■ TO DO: Repeat the lines below word for word, starting with the line that contains "such as <point>281,302</point>" and ending with the line that contains "<point>263,169</point>", both included.

■ DATA SHOWN:

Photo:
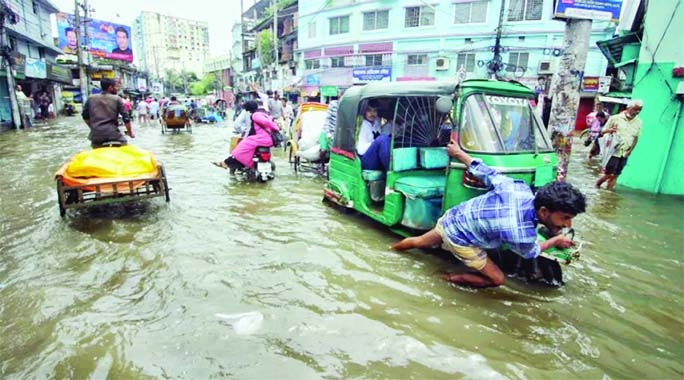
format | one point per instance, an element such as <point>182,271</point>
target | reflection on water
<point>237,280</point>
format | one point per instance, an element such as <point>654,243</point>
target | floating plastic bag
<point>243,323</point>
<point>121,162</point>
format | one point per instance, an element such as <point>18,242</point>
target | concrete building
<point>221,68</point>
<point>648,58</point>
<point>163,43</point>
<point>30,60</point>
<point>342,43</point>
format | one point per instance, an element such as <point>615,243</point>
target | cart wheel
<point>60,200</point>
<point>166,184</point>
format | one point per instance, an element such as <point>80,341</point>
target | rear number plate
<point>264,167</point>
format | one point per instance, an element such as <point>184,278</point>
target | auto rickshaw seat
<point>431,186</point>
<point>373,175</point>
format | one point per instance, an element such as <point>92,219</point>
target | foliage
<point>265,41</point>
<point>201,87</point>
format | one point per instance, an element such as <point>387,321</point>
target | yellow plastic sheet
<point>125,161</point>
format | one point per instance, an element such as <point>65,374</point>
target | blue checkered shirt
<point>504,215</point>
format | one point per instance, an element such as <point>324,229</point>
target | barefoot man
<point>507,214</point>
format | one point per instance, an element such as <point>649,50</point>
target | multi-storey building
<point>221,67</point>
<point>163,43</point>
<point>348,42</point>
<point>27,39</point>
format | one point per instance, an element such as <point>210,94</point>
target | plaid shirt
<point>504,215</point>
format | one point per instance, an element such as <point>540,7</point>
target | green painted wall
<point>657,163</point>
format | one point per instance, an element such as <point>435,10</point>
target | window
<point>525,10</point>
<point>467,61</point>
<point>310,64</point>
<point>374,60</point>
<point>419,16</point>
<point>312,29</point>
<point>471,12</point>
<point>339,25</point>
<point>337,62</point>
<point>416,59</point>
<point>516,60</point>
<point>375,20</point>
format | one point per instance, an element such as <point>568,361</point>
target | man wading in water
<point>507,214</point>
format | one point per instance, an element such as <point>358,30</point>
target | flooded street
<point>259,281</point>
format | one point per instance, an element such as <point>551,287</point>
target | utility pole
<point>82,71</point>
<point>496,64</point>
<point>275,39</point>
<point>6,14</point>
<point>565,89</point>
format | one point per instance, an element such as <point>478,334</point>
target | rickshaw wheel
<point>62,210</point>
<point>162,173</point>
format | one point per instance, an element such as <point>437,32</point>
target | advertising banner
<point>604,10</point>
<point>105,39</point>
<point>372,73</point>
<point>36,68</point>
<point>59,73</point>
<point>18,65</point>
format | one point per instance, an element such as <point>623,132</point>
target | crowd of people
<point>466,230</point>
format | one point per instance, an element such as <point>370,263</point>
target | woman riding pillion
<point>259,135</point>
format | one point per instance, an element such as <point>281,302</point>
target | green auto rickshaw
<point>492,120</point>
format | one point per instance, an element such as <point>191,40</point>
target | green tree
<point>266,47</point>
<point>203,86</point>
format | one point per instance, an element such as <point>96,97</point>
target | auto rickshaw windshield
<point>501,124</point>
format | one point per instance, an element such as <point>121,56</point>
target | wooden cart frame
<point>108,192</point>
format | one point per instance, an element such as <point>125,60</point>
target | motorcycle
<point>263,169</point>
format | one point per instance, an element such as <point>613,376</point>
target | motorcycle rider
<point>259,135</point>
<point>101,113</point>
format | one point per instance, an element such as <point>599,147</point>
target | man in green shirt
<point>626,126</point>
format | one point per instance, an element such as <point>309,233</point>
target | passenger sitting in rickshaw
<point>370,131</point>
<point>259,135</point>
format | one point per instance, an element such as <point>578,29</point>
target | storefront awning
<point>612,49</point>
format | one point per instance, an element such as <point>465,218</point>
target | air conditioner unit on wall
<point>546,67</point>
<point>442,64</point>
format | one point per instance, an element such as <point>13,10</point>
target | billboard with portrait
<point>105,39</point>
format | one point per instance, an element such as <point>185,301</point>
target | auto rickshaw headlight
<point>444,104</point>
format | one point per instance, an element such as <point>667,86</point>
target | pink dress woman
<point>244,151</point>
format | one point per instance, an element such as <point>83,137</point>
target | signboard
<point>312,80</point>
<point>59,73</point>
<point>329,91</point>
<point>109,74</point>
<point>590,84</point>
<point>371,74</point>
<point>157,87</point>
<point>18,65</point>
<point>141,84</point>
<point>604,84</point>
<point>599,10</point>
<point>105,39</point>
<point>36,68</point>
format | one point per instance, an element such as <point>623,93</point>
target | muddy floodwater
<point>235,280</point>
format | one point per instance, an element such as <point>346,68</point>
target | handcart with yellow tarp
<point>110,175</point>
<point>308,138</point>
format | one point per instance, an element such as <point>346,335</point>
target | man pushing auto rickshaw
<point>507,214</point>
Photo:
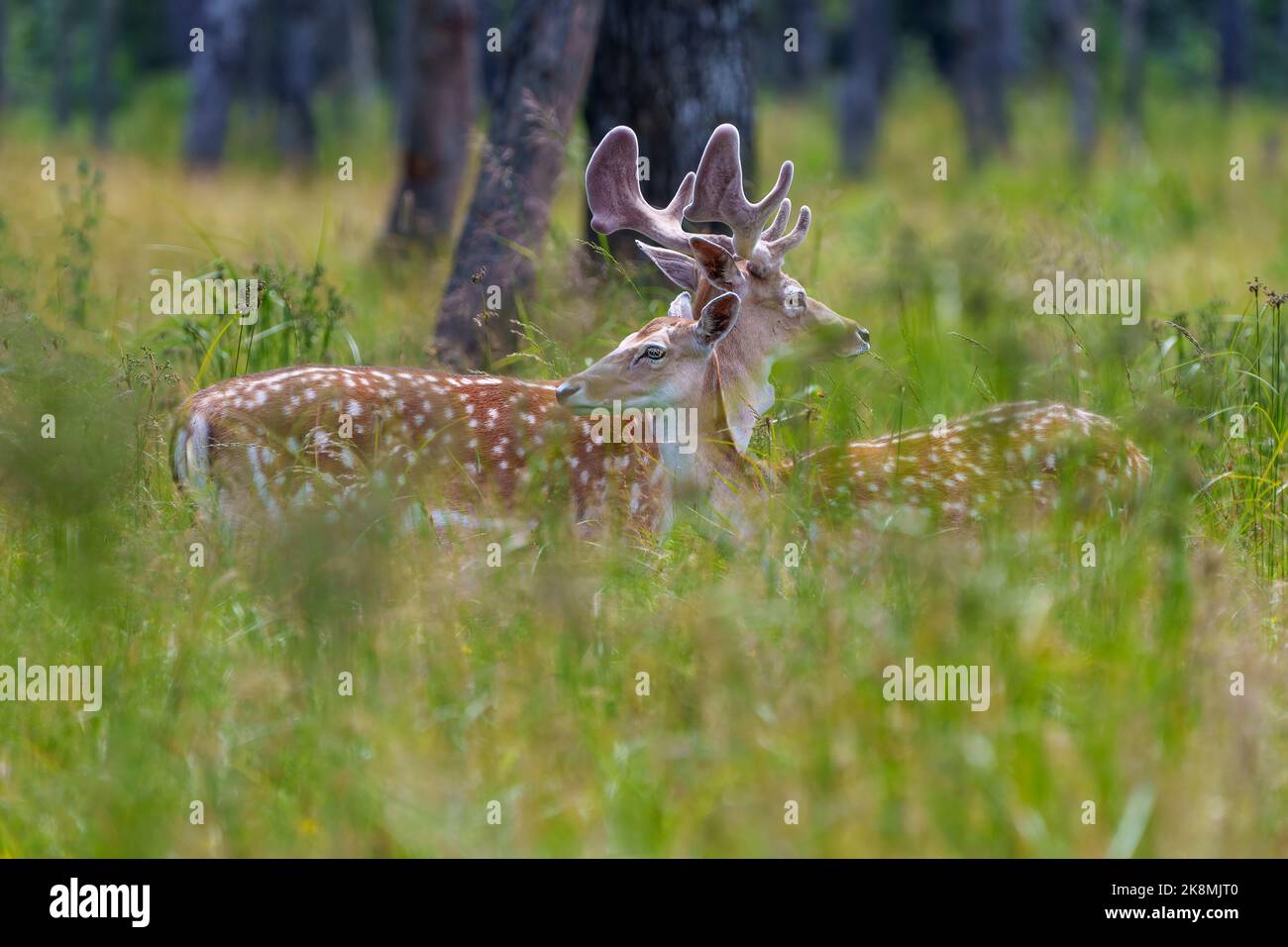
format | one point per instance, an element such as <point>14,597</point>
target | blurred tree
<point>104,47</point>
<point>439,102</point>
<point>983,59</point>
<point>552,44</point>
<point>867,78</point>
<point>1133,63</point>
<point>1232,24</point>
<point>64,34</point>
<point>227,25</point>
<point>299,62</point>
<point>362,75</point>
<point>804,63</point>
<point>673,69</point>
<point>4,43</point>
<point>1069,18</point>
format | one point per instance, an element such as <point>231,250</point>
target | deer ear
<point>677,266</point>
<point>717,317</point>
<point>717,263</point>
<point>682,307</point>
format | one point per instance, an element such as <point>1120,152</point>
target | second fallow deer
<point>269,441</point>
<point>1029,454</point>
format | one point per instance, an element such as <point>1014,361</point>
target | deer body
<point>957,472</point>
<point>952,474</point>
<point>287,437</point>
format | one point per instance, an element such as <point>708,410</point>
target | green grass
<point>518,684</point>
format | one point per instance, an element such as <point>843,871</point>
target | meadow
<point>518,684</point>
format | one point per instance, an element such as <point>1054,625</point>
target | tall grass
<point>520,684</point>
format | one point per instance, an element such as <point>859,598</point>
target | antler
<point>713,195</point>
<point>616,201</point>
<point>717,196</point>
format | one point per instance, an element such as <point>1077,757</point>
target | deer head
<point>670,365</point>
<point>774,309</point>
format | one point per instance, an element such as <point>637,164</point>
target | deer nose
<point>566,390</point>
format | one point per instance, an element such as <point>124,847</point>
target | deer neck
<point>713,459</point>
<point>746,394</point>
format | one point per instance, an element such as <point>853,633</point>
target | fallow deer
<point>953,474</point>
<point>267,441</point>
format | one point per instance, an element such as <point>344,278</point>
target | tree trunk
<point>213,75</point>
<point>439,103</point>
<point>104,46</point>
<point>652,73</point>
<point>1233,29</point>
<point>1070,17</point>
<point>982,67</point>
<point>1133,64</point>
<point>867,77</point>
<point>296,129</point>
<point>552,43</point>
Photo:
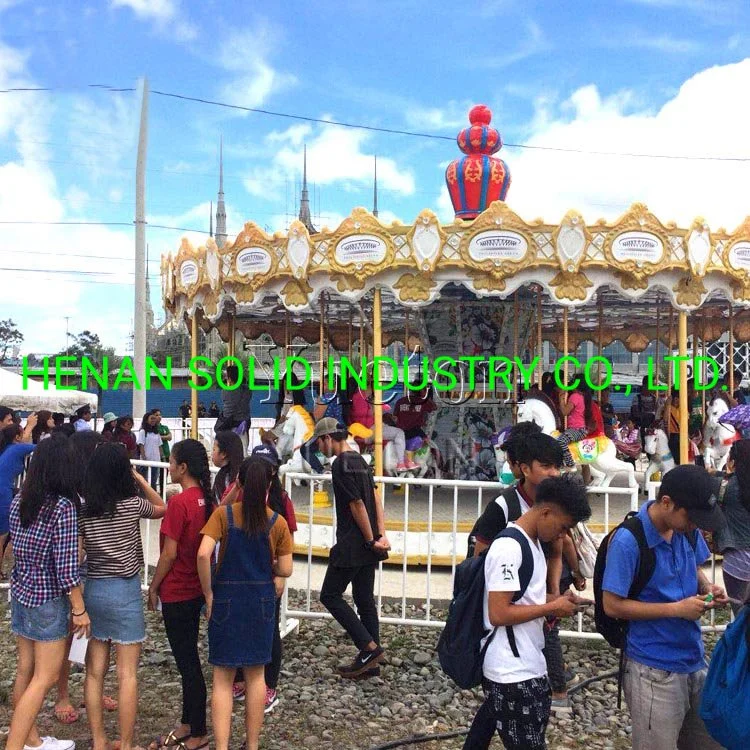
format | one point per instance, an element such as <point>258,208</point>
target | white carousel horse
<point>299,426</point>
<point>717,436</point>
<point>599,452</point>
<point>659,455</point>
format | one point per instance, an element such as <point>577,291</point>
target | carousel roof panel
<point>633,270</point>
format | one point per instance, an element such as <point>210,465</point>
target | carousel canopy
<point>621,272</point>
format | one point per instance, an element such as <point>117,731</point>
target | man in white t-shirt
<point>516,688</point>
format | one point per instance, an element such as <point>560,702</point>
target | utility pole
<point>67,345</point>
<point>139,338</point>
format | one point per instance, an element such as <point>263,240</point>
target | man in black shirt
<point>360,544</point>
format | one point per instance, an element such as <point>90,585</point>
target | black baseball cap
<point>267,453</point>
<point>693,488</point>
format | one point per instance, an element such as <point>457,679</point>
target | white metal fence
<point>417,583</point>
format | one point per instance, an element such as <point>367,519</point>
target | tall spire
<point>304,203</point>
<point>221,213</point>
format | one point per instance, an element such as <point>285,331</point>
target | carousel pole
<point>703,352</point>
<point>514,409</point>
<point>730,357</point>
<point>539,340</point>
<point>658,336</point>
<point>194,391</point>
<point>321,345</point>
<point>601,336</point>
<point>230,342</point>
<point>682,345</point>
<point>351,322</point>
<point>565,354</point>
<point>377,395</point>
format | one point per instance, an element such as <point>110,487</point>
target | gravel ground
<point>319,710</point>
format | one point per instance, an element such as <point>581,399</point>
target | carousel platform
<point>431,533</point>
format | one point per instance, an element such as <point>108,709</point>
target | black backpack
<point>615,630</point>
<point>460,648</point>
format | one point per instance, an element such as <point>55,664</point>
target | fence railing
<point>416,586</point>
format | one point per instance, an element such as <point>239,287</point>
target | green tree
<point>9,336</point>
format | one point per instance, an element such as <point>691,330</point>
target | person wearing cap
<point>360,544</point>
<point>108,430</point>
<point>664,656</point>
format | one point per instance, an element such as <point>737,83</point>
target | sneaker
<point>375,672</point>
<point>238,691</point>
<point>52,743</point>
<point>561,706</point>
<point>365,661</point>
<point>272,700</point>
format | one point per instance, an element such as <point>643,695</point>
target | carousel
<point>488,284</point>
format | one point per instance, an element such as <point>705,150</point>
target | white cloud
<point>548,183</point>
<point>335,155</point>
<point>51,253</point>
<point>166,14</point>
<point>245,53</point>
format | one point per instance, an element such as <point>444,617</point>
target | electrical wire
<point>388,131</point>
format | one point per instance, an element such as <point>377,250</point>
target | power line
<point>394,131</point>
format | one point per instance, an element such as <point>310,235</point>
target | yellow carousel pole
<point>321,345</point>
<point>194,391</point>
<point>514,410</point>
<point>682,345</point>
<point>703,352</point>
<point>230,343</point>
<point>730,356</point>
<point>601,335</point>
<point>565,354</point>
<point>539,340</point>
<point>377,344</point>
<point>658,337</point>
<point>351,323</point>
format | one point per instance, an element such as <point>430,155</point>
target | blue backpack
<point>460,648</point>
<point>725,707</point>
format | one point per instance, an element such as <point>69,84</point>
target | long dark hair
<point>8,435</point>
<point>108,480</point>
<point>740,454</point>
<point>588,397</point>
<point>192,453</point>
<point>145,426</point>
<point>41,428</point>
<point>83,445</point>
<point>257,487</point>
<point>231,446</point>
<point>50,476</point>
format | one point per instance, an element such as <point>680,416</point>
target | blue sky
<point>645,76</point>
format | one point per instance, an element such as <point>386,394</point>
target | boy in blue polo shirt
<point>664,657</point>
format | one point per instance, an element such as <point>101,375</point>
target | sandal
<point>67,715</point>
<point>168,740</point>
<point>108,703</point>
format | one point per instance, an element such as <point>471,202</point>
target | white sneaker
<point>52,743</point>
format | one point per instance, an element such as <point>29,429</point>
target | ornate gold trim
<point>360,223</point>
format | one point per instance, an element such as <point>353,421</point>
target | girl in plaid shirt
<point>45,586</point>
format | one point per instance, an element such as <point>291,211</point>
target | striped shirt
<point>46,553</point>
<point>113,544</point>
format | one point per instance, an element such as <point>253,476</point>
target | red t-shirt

■ OUTPUT OF THE TASK:
format | one point per instance, an element such as <point>281,302</point>
target | green auto rickshaw
<point>492,120</point>
format | one point per instance, an element such as <point>191,40</point>
target | green tree
<point>266,47</point>
<point>203,86</point>
format | one point per instance, an element such as <point>96,97</point>
target | auto rickshaw windshield
<point>501,124</point>
format | one point per instance, an element such as <point>121,56</point>
target | wooden cart frame
<point>108,192</point>
format | one point per instance, an element such as <point>125,60</point>
target | motorcycle
<point>263,169</point>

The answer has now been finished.